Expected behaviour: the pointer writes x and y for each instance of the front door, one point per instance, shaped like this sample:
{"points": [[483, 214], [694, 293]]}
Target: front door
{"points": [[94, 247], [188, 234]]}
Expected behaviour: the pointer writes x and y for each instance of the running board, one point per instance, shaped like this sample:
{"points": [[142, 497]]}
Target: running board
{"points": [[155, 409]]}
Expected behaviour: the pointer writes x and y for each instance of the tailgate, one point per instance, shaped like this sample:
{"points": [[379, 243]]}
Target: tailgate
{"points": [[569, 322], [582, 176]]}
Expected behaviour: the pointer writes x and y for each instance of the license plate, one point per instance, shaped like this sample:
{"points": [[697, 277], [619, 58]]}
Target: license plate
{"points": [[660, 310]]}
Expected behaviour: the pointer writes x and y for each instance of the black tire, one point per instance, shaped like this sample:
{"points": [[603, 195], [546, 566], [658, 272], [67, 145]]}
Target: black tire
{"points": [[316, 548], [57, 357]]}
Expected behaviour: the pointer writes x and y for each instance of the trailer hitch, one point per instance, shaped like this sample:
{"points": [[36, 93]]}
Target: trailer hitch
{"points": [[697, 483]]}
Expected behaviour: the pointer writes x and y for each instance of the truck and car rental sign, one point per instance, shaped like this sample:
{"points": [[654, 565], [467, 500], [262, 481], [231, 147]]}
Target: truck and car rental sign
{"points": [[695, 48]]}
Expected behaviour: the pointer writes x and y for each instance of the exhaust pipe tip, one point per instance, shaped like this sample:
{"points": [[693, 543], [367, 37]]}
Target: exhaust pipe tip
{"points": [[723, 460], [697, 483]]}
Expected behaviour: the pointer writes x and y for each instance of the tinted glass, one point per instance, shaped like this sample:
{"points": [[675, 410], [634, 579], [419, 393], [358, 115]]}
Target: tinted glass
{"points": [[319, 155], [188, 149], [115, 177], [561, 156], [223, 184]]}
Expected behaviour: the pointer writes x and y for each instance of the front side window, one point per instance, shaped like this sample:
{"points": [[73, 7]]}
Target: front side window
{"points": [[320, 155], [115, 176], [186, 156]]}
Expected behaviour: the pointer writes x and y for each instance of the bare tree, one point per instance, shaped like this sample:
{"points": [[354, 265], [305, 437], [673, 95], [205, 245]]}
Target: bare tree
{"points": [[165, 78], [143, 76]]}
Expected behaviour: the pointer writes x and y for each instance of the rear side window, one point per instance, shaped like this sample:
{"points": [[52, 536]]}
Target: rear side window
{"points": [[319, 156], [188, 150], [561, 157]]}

YOUR TASK →
For this task, copy exactly the line with "the front side" and the lines that come after it, stopping at the end of the material above.

PROBLEM SOLUTION →
Expected behaviour: the pointer writes x and y for each instance of the front side window, one point per instance, shaped like this sample:
{"points": [[73, 7]]}
Target: front side window
{"points": [[320, 155], [115, 176], [186, 156]]}
Expected behaviour: the pointer writes x and y for each instance of the bare tree, one point per instance, shaped like this sample:
{"points": [[354, 265], [305, 437], [673, 95], [205, 245]]}
Target: bare tree
{"points": [[165, 78], [143, 76]]}
Expected behaviour: the pointer writes x and y for each instance of the rear side window, one point per instance, shaped like this sample:
{"points": [[52, 536]]}
Target: rear side window
{"points": [[319, 156], [188, 150], [561, 157]]}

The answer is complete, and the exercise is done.